> Assigned task
Give back every entry exactly as it is written, but not the pictures.

### Available data ###

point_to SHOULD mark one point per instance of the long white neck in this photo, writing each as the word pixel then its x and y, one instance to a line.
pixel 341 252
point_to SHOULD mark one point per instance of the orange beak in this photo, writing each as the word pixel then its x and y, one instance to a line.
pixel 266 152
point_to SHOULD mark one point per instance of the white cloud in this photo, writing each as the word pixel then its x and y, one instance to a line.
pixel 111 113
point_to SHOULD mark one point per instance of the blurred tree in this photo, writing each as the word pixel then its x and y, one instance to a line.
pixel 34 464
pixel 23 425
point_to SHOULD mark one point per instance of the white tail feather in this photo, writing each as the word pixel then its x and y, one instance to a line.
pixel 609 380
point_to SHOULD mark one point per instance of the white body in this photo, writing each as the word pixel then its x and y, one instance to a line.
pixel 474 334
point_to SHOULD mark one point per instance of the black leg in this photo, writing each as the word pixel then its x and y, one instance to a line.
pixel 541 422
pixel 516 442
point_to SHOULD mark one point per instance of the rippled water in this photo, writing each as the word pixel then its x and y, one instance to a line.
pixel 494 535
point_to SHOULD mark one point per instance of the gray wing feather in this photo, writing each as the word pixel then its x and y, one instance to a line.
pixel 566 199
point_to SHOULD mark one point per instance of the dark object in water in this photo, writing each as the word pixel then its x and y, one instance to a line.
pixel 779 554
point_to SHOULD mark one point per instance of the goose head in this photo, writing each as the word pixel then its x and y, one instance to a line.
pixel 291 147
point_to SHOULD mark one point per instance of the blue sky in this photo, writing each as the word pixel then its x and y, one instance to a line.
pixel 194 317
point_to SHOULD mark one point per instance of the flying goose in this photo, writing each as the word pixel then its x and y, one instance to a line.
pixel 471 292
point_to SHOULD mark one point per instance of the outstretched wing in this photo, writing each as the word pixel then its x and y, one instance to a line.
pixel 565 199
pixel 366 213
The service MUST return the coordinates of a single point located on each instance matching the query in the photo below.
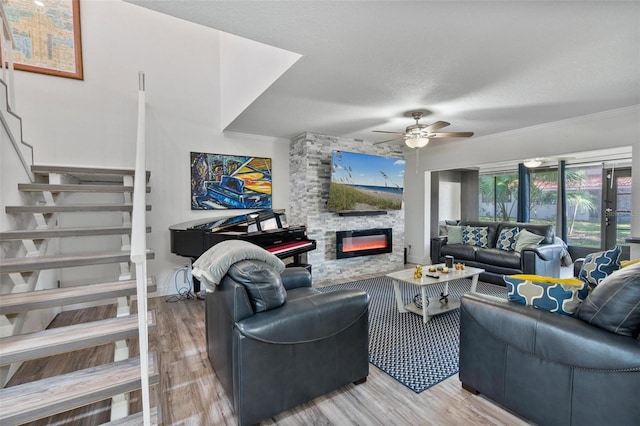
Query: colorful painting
(46, 34)
(229, 182)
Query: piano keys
(266, 228)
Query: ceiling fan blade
(437, 125)
(451, 135)
(388, 140)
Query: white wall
(449, 200)
(93, 122)
(610, 129)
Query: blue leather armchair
(271, 355)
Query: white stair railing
(139, 249)
(6, 63)
(7, 50)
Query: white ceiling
(486, 67)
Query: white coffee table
(435, 305)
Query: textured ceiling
(486, 67)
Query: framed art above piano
(221, 181)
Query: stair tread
(53, 341)
(135, 419)
(103, 188)
(34, 234)
(27, 301)
(42, 169)
(44, 398)
(71, 208)
(36, 263)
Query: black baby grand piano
(266, 228)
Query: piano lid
(248, 222)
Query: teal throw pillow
(526, 239)
(454, 234)
(598, 266)
(475, 236)
(507, 239)
(561, 296)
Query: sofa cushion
(262, 283)
(492, 229)
(526, 239)
(460, 252)
(558, 295)
(475, 236)
(454, 234)
(614, 304)
(507, 238)
(625, 263)
(213, 264)
(597, 266)
(498, 257)
(547, 231)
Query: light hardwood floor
(190, 394)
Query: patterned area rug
(417, 355)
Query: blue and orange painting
(365, 182)
(229, 182)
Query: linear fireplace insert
(363, 242)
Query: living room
(205, 88)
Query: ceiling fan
(418, 135)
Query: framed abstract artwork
(229, 182)
(46, 34)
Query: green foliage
(344, 197)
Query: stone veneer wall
(310, 175)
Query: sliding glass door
(616, 224)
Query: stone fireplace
(364, 242)
(310, 175)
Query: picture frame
(47, 36)
(220, 181)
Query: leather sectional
(542, 260)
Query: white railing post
(8, 45)
(139, 249)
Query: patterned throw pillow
(507, 239)
(454, 234)
(614, 305)
(475, 236)
(559, 295)
(597, 266)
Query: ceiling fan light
(416, 142)
(532, 163)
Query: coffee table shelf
(434, 306)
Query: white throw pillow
(526, 239)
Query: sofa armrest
(543, 260)
(558, 338)
(436, 245)
(295, 277)
(308, 319)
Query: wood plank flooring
(190, 394)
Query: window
(543, 195)
(584, 198)
(498, 197)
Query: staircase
(70, 248)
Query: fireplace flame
(370, 242)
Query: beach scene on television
(365, 182)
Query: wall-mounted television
(365, 182)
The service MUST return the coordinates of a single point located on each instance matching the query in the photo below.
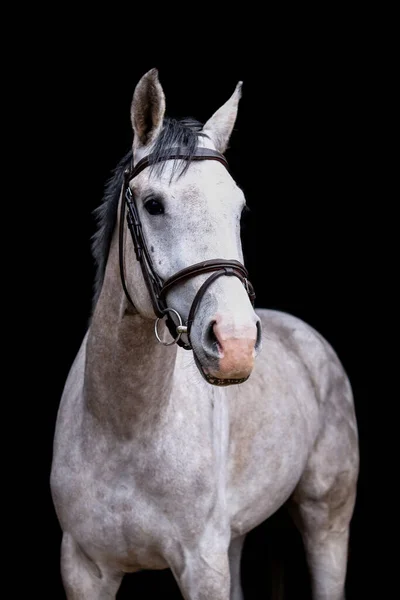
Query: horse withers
(167, 454)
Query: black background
(297, 151)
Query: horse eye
(154, 207)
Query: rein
(156, 286)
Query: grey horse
(167, 455)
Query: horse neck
(128, 374)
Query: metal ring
(179, 333)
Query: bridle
(156, 286)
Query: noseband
(156, 286)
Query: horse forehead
(200, 181)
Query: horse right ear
(147, 109)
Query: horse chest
(130, 508)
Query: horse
(169, 450)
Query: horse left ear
(148, 108)
(219, 126)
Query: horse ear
(219, 126)
(148, 108)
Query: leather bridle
(156, 286)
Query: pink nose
(236, 343)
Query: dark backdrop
(295, 151)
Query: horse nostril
(210, 340)
(258, 339)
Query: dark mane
(183, 134)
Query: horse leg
(235, 555)
(202, 572)
(82, 578)
(322, 506)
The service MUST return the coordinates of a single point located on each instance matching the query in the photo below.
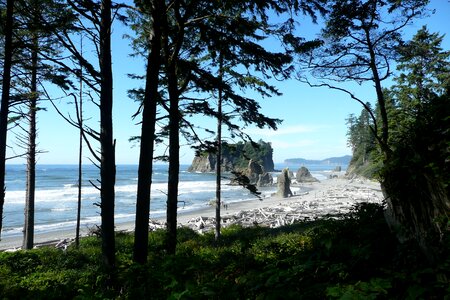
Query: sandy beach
(316, 199)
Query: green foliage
(351, 256)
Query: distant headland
(342, 160)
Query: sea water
(57, 194)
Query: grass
(351, 257)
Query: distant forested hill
(343, 160)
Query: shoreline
(327, 196)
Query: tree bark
(107, 144)
(174, 161)
(28, 237)
(80, 154)
(4, 109)
(149, 111)
(219, 153)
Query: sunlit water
(57, 194)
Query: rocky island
(253, 160)
(236, 157)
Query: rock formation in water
(284, 184)
(303, 175)
(236, 157)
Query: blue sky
(314, 118)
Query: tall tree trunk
(107, 144)
(80, 153)
(4, 109)
(219, 152)
(174, 161)
(28, 237)
(171, 58)
(147, 136)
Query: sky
(314, 119)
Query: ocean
(57, 194)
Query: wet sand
(320, 198)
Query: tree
(361, 40)
(155, 10)
(95, 20)
(358, 38)
(5, 102)
(191, 28)
(420, 142)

###

> Your solution
point_to SHOULD mark one point per instance of the long white neck in this photo, writing each as the word pixel then its x and y, one instance to a line.
pixel 341 252
point_to SHOULD mark one point per instance of the orange beak in this photo, writing each as the word pixel then its x and y, one instance to a line.
pixel 266 152
point_to SHOULD mark one point per instance of the white cloud in this photo, writing each as the word pixel then its x and y, one instance to a line.
pixel 111 113
point_to SHOULD mark one point per instance of the blurred tree in this photo, writing each as the word pixel then its x and y, one instance to a line.
pixel 34 464
pixel 23 425
point_to SHOULD mark one point per instance of the white tail feather in this photo, writing each as the word pixel then its x and y, one instance to a line.
pixel 609 380
point_to SHOULD mark one point per instance of the white body in this photo, writing each as the word pixel then its x and y, one instance to a line.
pixel 474 334
point_to SHOULD mark one point per instance of the black leg in this photo, writing each as the word pixel then its x and y, one instance to a line.
pixel 541 422
pixel 516 442
point_to SHOULD mark one point per instance of the rippled water in this photo, writing each as the word pixel then its x and y, one instance to a line.
pixel 494 535
point_to SHOULD mark one point per instance of the gray wing feather in this photo, writing each as the word pixel then its x and y, one instance to a line.
pixel 566 199
point_to SHOULD mark one point per instance of the dark object in water in this photo, writing each as the word pixel then its x and y, one instance to a line.
pixel 779 554
point_to SHOULD mark one point per instance of the goose head in this photo, writing each as the word pixel then its x and y, one instance to a line.
pixel 291 147
point_to SHOULD mark one point per instance of the blue sky in this photo, writing each as the word pixel then its x and y, one instance to a line.
pixel 194 317
point_to SHOULD mark one point per instance of the flying goose in this photo, writing each as the word pixel then its x and y, one instance to a line.
pixel 471 292
point_to SHOULD mark one point per instance of the outstretched wing in this photo, writing each as the word pixel then its x and y, one instance to a line.
pixel 565 199
pixel 366 213
The service MUST return the coordinates of a single point located on each instance matching the query in the photo below.
Query: colorful painting
(46, 34)
(229, 182)
Query: piano keys
(266, 228)
Query: ceiling fan blade
(437, 125)
(451, 135)
(388, 140)
Query: white wall
(449, 200)
(93, 122)
(610, 129)
Query: blue leather armchair
(271, 355)
Query: white stair railing
(139, 249)
(6, 63)
(7, 50)
Query: white ceiling
(486, 67)
Query: white coffee table
(435, 305)
Query: textured ceiling
(486, 67)
Query: framed art above piano
(221, 181)
Query: stair tread
(53, 341)
(135, 419)
(103, 188)
(34, 234)
(27, 301)
(42, 169)
(44, 398)
(71, 208)
(36, 263)
Query: black baby grand piano
(266, 228)
Query: piano lid
(248, 222)
Query: teal throw pillow
(526, 239)
(454, 234)
(598, 266)
(475, 236)
(507, 239)
(561, 296)
Query: sofa cushion
(262, 283)
(492, 229)
(526, 239)
(460, 252)
(558, 295)
(475, 236)
(454, 234)
(614, 304)
(507, 238)
(625, 263)
(213, 264)
(597, 266)
(498, 257)
(547, 231)
Query: light hardwood floor
(190, 394)
Query: patterned area rug
(417, 355)
Query: blue and orange painting
(365, 182)
(229, 182)
Query: linear fireplace insert
(363, 242)
Query: living room
(205, 88)
Query: ceiling fan
(418, 135)
Query: framed abstract artwork
(229, 182)
(46, 34)
Query: green foliage
(344, 197)
Query: stone veneer wall
(310, 175)
Query: sliding glass door
(616, 224)
Query: stone fireplace
(364, 242)
(310, 175)
Query: picture frame
(47, 36)
(220, 181)
Query: leather sectional
(542, 260)
Query: white railing post
(8, 45)
(139, 249)
Query: patterned throw pillow
(507, 239)
(454, 234)
(614, 305)
(475, 236)
(559, 295)
(597, 266)
Query: ceiling fan light
(416, 142)
(532, 163)
Query: coffee table shelf
(434, 306)
Query: white throw pillow
(526, 239)
Query: sofa armrest
(543, 260)
(558, 338)
(436, 245)
(295, 277)
(308, 319)
Query: wood plank flooring
(190, 394)
Query: window
(543, 195)
(584, 198)
(498, 197)
Query: staircase
(70, 248)
Query: fireplace flame
(370, 242)
Query: beach scene on television
(365, 182)
Query: wall-mounted television
(365, 182)
The service MUST return the coordinates of a single point located on each instance matching the query in the photo below.
Query: horse withers
(167, 454)
Query: black background
(297, 151)
Query: horse eye
(154, 207)
Query: rein
(156, 286)
Query: grey horse
(167, 455)
Query: horse neck
(128, 374)
Query: metal ring
(179, 333)
Query: bridle
(156, 286)
Query: noseband
(156, 286)
Query: horse forehead
(200, 181)
Query: horse right ear
(147, 109)
Query: horse chest
(130, 508)
Query: horse
(169, 450)
Query: horse left ear
(148, 108)
(219, 126)
Query: horse ear
(219, 126)
(148, 108)
Query: leather bridle
(156, 286)
Query: pink nose
(236, 343)
Query: dark backdrop
(295, 151)
Query: horse nostril
(210, 340)
(258, 339)
Query: dark mane
(183, 134)
Query: horse leg
(235, 555)
(202, 572)
(82, 578)
(322, 506)
The service MUST return the coordinates of a single point located on each instance matching the query in the photo below.
Query: sandy beach
(316, 199)
Query: green foliage
(351, 256)
Query: distant headland
(342, 160)
Query: sea water
(57, 194)
Query: grass
(351, 257)
Query: distant forested hill
(343, 160)
Query: shoreline
(327, 196)
Query: tree bark
(107, 144)
(174, 161)
(28, 237)
(80, 154)
(4, 109)
(149, 111)
(219, 153)
Query: sunlit water
(57, 194)
Query: rocky island
(253, 160)
(236, 157)
Query: rock formation in water
(284, 184)
(303, 175)
(236, 157)
Query: blue sky
(314, 118)
Query: tall tree trunk
(107, 144)
(80, 153)
(4, 109)
(219, 152)
(174, 161)
(28, 237)
(171, 58)
(147, 136)
Query: sky
(314, 119)
Query: ocean
(57, 194)
Query: wet sand
(320, 198)
Query: tree
(361, 40)
(155, 10)
(95, 20)
(358, 38)
(5, 102)
(191, 28)
(420, 142)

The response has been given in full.